> Problem statement: Repeat exactly the lines from the start of the entries below through the line containing "Target: white cake stand". Omit the rest.
○ ○ ○ ○
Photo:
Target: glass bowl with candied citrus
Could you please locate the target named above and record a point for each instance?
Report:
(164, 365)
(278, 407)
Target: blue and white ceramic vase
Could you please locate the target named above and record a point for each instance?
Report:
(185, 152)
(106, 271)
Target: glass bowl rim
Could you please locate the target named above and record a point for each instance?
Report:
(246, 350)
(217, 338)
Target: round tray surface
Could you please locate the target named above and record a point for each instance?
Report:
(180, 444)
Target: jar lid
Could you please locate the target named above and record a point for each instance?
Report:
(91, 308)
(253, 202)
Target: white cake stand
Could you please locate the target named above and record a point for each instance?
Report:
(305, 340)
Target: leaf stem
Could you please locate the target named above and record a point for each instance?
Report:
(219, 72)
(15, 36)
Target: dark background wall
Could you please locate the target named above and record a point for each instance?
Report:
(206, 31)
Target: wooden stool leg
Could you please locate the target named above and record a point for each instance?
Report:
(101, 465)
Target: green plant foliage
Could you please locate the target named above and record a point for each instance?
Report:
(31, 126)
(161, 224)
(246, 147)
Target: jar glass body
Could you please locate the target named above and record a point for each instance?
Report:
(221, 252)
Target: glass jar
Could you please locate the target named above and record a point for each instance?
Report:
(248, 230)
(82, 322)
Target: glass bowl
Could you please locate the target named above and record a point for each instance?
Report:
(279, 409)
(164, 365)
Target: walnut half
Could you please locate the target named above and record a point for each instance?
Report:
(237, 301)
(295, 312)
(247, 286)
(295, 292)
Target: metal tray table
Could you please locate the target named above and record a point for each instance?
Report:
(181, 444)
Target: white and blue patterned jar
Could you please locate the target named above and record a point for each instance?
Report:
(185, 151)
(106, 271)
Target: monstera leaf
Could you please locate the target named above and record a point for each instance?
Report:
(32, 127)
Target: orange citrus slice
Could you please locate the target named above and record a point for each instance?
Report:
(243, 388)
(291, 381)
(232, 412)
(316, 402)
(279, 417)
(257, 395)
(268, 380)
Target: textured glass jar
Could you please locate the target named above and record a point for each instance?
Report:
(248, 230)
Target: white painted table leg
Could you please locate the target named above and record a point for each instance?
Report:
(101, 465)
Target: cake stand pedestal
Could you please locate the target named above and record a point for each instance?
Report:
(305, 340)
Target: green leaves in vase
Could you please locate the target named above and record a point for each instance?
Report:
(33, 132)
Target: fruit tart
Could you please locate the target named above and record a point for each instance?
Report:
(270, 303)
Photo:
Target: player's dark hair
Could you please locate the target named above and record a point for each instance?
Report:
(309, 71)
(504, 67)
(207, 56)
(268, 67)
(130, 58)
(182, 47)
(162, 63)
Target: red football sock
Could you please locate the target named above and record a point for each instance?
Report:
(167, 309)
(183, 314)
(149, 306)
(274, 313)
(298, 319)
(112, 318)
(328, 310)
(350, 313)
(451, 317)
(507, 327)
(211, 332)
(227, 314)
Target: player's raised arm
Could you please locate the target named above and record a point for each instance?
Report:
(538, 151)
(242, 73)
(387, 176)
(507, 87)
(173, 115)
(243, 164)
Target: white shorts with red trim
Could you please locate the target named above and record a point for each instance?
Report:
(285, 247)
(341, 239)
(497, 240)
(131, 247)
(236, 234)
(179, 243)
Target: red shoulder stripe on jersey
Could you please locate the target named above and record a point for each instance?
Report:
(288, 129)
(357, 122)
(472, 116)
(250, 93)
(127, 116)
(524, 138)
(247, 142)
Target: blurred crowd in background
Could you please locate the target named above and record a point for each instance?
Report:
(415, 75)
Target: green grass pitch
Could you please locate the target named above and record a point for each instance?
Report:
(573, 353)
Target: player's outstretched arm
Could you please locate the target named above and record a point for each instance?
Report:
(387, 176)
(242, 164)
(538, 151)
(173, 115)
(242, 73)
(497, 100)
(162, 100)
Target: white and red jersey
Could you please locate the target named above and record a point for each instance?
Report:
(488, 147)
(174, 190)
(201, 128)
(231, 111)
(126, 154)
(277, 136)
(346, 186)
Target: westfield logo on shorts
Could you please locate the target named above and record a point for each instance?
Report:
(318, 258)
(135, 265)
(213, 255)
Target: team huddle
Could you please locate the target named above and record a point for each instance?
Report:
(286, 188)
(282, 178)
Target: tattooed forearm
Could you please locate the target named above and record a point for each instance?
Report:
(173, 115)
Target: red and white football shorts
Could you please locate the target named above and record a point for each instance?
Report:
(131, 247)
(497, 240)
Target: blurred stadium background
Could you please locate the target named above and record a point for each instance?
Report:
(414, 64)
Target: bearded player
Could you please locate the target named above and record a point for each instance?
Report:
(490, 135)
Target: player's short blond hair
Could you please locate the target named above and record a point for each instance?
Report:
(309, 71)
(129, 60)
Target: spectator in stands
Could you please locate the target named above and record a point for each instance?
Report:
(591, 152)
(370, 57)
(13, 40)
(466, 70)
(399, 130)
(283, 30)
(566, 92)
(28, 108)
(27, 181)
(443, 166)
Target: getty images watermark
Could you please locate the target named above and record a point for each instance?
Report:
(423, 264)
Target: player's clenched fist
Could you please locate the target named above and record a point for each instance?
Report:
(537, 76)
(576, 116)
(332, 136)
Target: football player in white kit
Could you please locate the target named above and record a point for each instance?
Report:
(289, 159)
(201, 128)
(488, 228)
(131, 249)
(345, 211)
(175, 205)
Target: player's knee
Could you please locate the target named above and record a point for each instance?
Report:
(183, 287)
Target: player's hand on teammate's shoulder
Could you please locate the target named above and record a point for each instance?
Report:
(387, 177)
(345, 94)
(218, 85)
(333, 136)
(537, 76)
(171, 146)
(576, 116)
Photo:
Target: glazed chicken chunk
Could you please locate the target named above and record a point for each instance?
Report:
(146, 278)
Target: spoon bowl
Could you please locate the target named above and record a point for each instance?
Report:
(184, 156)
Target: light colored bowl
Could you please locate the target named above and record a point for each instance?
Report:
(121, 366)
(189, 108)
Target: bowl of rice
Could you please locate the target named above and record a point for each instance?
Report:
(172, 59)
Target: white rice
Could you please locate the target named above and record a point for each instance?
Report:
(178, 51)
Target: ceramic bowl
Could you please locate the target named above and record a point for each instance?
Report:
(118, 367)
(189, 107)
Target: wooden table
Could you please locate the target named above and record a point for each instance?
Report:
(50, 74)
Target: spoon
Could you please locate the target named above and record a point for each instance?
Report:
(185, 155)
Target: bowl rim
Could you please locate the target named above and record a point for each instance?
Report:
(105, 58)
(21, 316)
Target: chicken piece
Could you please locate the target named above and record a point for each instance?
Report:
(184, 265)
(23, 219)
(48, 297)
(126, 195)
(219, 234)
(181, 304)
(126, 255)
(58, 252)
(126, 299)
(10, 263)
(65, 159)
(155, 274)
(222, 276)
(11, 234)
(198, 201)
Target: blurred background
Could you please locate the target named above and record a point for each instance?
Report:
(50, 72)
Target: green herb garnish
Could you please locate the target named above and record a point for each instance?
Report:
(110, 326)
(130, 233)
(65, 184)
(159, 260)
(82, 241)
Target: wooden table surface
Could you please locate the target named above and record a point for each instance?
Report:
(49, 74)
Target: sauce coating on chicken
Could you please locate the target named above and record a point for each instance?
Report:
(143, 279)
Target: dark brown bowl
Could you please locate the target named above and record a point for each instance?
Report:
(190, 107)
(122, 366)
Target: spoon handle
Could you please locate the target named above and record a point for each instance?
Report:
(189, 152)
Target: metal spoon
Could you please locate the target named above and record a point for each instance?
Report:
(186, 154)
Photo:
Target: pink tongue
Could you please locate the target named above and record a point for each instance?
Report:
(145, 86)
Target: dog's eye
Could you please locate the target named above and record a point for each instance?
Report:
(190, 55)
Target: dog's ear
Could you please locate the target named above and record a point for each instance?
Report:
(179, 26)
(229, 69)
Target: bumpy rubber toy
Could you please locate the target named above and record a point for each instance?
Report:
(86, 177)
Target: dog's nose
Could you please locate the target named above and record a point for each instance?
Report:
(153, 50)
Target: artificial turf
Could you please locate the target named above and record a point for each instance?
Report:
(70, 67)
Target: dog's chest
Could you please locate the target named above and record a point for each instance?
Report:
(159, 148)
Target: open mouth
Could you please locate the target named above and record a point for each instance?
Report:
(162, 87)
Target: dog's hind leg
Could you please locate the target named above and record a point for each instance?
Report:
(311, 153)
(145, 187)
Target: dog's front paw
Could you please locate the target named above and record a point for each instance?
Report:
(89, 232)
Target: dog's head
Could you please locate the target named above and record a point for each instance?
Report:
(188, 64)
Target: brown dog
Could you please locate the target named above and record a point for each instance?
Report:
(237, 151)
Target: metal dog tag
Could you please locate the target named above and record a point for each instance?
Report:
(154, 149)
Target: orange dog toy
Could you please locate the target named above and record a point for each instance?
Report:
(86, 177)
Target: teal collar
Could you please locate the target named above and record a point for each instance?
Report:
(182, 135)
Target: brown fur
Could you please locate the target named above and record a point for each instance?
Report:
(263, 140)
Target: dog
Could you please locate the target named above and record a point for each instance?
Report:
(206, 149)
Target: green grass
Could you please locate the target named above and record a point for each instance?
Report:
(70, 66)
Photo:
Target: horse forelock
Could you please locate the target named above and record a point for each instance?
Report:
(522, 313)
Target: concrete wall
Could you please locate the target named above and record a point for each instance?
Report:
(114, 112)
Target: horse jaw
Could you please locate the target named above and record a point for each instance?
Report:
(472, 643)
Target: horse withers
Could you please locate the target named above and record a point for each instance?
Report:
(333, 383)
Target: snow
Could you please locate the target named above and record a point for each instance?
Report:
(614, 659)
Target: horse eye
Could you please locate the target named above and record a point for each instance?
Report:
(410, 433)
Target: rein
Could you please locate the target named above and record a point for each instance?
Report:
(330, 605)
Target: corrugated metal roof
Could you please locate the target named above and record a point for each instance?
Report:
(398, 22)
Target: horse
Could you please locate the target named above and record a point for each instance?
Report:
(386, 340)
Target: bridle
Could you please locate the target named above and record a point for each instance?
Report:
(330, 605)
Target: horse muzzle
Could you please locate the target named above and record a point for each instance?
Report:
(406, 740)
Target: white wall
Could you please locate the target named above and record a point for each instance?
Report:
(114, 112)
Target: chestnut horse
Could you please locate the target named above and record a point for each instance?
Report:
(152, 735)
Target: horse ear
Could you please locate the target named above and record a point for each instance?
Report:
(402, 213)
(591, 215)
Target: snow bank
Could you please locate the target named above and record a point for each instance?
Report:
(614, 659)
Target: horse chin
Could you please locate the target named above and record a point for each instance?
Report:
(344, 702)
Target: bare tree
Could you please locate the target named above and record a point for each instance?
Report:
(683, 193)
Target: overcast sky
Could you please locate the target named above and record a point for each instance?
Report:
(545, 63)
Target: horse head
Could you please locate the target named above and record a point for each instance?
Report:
○ ○ ○ ○
> Reply to the task:
Photo:
Target: glass bowl with candied citrus
Could you please locate the target named above and record a point for each instance?
Report:
(164, 365)
(278, 407)
Target: blue and white ceramic vase
Could you please locate the target named above and record a point for each instance?
Report:
(185, 152)
(106, 271)
Target: glass bowl rim
Could you please locate the target named above and record a point for each instance?
Report:
(246, 350)
(217, 338)
Target: round tray surface
Could you please locate the target named above and record a point for each instance?
Report:
(180, 444)
Target: jar lid
Could you please locate the target named above and record a point for each instance?
Report:
(91, 308)
(253, 202)
Target: white cake stand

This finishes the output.